__What to do__. Using the entries below, return word for word the lines from the one containing "Could you mark the spectator in white" up to and including the last.

Raw records:
┌────────

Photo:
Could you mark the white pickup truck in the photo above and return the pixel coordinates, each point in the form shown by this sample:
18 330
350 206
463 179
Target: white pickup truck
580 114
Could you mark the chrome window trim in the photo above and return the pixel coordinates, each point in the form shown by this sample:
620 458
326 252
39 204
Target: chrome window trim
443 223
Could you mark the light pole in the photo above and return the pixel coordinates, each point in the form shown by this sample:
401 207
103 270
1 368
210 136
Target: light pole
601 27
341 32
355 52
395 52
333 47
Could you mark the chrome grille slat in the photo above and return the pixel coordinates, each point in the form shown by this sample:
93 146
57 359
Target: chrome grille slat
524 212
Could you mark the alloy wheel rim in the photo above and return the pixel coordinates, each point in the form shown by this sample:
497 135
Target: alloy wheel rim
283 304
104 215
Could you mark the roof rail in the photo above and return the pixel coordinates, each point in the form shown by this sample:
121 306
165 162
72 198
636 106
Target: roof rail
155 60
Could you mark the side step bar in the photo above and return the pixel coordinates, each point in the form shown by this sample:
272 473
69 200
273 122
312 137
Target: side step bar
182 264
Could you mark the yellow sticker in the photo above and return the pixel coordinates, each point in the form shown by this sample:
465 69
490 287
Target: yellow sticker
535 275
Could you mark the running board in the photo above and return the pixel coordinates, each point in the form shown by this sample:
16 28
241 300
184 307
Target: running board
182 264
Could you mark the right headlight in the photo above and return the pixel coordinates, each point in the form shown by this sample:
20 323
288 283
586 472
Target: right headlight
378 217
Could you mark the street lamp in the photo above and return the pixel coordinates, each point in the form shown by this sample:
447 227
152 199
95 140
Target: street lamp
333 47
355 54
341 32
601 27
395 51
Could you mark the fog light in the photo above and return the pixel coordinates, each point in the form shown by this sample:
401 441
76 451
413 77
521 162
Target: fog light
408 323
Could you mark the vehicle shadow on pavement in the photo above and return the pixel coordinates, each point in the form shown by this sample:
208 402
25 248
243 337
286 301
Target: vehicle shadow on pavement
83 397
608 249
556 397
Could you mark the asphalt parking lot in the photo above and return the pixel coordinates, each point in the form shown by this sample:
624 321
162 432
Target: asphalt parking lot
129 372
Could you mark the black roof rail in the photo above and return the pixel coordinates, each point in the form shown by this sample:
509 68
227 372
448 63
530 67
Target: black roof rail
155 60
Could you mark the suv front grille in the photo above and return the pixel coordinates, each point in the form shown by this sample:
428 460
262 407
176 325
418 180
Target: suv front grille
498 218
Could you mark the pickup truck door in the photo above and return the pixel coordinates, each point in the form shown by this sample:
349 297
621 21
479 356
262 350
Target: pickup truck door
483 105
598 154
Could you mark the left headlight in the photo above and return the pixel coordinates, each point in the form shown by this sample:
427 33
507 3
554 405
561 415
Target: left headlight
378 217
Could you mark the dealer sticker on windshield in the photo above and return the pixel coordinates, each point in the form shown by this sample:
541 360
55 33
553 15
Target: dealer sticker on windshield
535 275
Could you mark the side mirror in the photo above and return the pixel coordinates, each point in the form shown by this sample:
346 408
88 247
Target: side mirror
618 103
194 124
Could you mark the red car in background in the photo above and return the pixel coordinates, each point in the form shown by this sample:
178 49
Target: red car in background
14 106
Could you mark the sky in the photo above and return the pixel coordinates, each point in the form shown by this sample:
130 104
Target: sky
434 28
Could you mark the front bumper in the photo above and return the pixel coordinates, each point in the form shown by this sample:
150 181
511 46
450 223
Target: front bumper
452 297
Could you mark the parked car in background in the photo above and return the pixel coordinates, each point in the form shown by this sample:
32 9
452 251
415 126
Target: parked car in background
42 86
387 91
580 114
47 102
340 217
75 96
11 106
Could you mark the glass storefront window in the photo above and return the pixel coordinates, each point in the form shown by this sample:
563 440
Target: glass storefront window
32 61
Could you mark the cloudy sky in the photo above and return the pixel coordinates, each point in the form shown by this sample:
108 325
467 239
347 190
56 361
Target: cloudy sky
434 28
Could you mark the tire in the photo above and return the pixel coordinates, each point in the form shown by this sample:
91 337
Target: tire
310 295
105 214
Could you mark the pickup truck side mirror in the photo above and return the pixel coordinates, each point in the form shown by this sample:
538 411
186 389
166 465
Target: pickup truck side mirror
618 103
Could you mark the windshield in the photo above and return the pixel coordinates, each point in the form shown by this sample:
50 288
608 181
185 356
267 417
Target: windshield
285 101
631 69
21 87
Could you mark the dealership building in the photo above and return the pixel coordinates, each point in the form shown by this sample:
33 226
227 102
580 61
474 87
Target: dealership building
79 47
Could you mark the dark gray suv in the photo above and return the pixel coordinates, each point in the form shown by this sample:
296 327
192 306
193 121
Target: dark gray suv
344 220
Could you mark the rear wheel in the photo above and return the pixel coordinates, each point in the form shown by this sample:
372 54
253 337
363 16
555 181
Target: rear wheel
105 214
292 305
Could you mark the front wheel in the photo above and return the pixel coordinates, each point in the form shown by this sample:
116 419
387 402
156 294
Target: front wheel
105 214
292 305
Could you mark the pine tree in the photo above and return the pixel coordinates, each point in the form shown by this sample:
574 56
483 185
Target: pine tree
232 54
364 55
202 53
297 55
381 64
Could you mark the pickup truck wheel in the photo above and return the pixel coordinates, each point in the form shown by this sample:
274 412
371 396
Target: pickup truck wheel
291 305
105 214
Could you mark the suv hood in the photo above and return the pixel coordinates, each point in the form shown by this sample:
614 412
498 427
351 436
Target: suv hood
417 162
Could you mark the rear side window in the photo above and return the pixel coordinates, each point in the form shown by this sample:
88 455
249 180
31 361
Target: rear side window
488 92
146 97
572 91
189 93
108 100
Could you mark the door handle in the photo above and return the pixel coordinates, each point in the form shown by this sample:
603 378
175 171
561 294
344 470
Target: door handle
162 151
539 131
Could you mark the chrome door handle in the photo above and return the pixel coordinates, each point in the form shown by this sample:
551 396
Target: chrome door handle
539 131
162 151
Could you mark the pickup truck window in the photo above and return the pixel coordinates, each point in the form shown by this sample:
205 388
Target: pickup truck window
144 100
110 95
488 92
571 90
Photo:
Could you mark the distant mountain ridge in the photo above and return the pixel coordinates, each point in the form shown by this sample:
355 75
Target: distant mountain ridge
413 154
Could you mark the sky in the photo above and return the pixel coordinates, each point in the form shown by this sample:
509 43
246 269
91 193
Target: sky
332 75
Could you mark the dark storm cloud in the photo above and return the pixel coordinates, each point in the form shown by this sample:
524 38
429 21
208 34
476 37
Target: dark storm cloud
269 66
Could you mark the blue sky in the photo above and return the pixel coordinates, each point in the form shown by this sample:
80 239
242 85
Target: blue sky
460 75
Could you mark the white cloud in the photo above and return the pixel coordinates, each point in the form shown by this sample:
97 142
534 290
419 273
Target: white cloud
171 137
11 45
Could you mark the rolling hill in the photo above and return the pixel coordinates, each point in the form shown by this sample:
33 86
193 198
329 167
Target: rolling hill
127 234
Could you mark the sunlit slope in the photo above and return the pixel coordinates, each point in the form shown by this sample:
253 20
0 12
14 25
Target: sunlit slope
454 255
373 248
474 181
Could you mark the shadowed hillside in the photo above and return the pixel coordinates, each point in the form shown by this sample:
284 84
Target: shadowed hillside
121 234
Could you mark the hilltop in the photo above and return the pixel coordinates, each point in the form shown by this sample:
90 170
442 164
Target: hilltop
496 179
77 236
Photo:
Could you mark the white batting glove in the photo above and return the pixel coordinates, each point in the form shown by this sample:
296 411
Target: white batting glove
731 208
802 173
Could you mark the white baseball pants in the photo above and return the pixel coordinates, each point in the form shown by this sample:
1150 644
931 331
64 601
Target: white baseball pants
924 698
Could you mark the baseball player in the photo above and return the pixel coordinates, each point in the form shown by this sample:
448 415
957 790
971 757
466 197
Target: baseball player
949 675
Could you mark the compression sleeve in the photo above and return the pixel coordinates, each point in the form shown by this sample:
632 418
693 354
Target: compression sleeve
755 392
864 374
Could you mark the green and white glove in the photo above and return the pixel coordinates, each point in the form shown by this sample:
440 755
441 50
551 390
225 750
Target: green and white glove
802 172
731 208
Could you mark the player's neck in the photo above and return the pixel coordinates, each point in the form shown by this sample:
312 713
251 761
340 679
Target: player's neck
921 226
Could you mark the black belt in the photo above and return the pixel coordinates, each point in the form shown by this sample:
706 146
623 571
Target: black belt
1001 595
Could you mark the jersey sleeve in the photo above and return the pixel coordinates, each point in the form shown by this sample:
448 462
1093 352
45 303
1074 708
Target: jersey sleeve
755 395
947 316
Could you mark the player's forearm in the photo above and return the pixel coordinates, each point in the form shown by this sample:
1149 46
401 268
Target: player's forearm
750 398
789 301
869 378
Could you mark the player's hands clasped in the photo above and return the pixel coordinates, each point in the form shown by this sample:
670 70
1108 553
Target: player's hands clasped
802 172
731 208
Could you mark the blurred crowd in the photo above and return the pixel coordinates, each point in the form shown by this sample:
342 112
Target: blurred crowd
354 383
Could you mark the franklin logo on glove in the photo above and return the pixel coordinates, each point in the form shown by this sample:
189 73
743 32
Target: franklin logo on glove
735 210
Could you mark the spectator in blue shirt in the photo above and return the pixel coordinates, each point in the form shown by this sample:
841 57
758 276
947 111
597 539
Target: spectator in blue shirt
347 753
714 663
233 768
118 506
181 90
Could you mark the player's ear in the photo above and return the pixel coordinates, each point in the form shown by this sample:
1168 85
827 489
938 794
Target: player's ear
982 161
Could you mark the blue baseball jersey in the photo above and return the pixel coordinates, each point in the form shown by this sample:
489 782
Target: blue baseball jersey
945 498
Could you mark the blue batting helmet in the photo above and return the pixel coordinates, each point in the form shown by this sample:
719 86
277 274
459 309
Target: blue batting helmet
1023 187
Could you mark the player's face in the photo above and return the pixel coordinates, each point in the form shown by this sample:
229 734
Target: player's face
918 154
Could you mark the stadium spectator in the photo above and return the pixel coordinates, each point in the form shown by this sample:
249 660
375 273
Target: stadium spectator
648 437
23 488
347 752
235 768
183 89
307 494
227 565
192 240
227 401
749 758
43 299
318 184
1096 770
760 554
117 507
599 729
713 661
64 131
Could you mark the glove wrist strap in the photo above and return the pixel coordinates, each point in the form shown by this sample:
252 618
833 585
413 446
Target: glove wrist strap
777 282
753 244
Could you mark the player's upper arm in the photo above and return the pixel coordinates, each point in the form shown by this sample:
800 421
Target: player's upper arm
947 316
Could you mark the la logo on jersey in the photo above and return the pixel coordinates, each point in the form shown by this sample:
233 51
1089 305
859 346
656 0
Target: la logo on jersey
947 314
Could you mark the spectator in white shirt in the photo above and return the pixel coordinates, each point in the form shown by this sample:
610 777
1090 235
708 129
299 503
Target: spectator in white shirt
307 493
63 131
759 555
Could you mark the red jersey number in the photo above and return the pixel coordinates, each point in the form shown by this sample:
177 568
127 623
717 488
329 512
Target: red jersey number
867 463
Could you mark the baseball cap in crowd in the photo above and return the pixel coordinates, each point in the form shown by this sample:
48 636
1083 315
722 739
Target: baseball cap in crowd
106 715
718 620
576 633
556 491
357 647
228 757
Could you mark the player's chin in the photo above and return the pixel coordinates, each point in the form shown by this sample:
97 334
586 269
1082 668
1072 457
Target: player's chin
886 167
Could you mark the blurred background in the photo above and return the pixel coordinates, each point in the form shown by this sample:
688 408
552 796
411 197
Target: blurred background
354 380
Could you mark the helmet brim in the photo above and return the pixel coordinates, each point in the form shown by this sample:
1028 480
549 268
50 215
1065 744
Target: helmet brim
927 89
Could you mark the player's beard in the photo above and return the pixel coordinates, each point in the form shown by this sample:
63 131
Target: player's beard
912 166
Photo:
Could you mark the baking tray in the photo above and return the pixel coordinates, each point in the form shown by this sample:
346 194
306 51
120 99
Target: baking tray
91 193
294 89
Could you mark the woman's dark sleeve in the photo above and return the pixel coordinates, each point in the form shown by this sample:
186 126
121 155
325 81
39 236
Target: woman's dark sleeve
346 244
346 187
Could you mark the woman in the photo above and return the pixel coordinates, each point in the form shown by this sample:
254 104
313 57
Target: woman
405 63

└────────

__Exercise result__.
Could you mark the spectator in white shirt in the photo above and return the pixel coordinates, each point in the form shown by this sample:
610 777
1090 235
708 129
299 503
Target: spectator in white shirt
307 493
63 131
759 555
Could you mark the red jersey number in the photo above and return the pixel coordinates, each point in the form shown by this sample:
177 568
127 623
717 488
329 512
Target: red jersey number
867 463
Could you mark the baseball cap in crowd in the photo above and return the pixel coordinates, each point in the form shown by this sample:
48 636
1083 315
722 739
Target: baseball cap in crowd
106 715
718 620
576 633
556 491
357 647
228 757
Could you mark the player's chin in the photo above and return the pixel coordinates, each point in the form shown by this sample:
97 334
586 269
1082 668
1072 457
Target: player's chin
886 167
Could you mark the blurred background in the photo above and return the pixel coordinates, each point in the form shown by this sample:
688 408
552 796
411 197
Target: blurred background
354 380
Could you mark the helmet brim in the photo above and return the pixel coordinates, each point in the form shown by this sample:
1028 480
549 268
50 215
1065 744
Target: helmet brim
927 89
Could you mark the player's beard in the photo above and return the pixel coordinates, each point in the form shown by this sample:
63 131
Target: player's beard
912 166
Photo:
Could you mark the baking tray in the photo above and return the pixel coordinates, each point in the form shown by this sample:
346 194
306 51
120 99
Target: baking tray
91 193
294 89
Could you mark the woman's dark sleeve in the photo above and return the pixel coordinates, each point in the form shown by this sample:
186 126
121 155
325 81
39 236
Target: woman's dark sleeve
346 244
346 187
Could you mark the woman in the photo above and return the pixel coordinates, each point in the form shown by this sample:
254 104
313 57
Target: woman
405 63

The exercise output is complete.